Images appear in the records below; leave them out and repeat everything else exactly.
**** Data for analysis ****
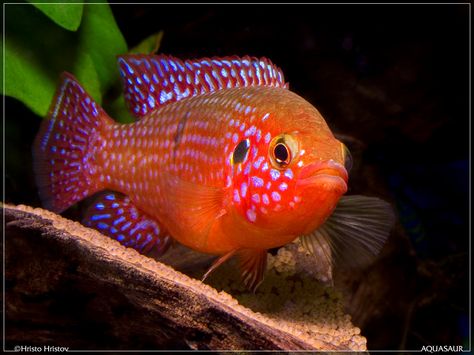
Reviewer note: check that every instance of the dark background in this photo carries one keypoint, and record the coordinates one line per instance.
(393, 82)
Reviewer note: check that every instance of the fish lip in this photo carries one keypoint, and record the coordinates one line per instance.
(329, 170)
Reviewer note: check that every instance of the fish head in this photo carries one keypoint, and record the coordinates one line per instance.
(295, 175)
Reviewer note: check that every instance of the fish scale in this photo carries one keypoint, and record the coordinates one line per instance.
(223, 158)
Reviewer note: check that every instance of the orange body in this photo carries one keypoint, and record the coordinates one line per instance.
(176, 166)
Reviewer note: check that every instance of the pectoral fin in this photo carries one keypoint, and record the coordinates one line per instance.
(355, 232)
(197, 206)
(252, 263)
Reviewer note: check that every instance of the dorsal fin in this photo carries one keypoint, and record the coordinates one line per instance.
(151, 81)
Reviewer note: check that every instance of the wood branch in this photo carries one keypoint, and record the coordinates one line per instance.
(67, 285)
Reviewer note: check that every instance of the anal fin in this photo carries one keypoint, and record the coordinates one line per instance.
(115, 216)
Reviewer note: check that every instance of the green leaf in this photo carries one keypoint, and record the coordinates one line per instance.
(101, 38)
(37, 51)
(149, 45)
(67, 15)
(87, 75)
(20, 74)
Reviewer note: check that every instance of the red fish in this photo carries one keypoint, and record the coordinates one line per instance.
(223, 158)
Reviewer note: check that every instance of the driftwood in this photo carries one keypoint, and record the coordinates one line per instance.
(69, 286)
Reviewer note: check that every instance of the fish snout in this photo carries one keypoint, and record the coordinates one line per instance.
(326, 173)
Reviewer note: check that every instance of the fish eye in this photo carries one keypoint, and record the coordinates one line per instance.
(347, 157)
(282, 150)
(240, 152)
(282, 154)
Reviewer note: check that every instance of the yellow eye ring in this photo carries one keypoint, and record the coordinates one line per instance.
****
## Response area
Reviewer note: check that every instance of the dark background in this photo carries one keypoint, and record the coordinates one line per instance.
(393, 82)
Reviewer note: check that every instance of the fish lip in this photo carries one keypoint, and record the coordinates one line per instance.
(329, 170)
Reviewer note: check that every instance of the fish head in this photo carries one keypoint, and record the coordinates one line per instance.
(295, 175)
Reviewer note: check that every instance of the fish scale in this photo carries one keypoint, and record the coordinates one line per instance.
(223, 158)
Reviewer note: check that every instance of the orange body in this photo carries one keypoint, and record the coordinates one line per instance.
(176, 166)
Reviewer note: check that every instance of the pectoral fin in this photo carries one keypoint, and record the coordinates one line per instance.
(355, 232)
(197, 206)
(252, 263)
Reviewer note: check that every instance of the dorsal fin in this photo carries one keypoint, and record the coordinates one line per instance.
(151, 81)
Reviewer note: check that every instance of the wood branch in this photo carries one keypoint, and record the coordinates one line per instance.
(67, 285)
Reviewer note: check that every instance of the anal fin in this photo carries one keypoint, and record the coordinates one line per instance.
(115, 216)
Reviewer note: check that every instance of the green leaf in this photo carries one keypoint, and record the coordinates one line per instance.
(101, 38)
(37, 51)
(149, 45)
(67, 15)
(87, 75)
(20, 74)
Reviewer note: check that every instance of the red fish in this photo carries one keypoint, and record the coordinates one line per instance.
(223, 158)
Reviewer note: check that every instance of the driftwood in this photo carries one keypoint, and record the coordinates one line per instance.
(69, 286)
Reviewer note: check that every instance of the fish snout in this photo carries one keypoint, and record the coordinates one line per instance.
(326, 173)
Reviewer note: check that every instance of the fish eye in this photo carries one keypoint, and record the coordinates one line per instance.
(347, 157)
(282, 150)
(240, 152)
(282, 154)
Reviewer note: check that every instance of the yellow eye ring in this photo carries one keypoint, and record the coordinates one line per instance.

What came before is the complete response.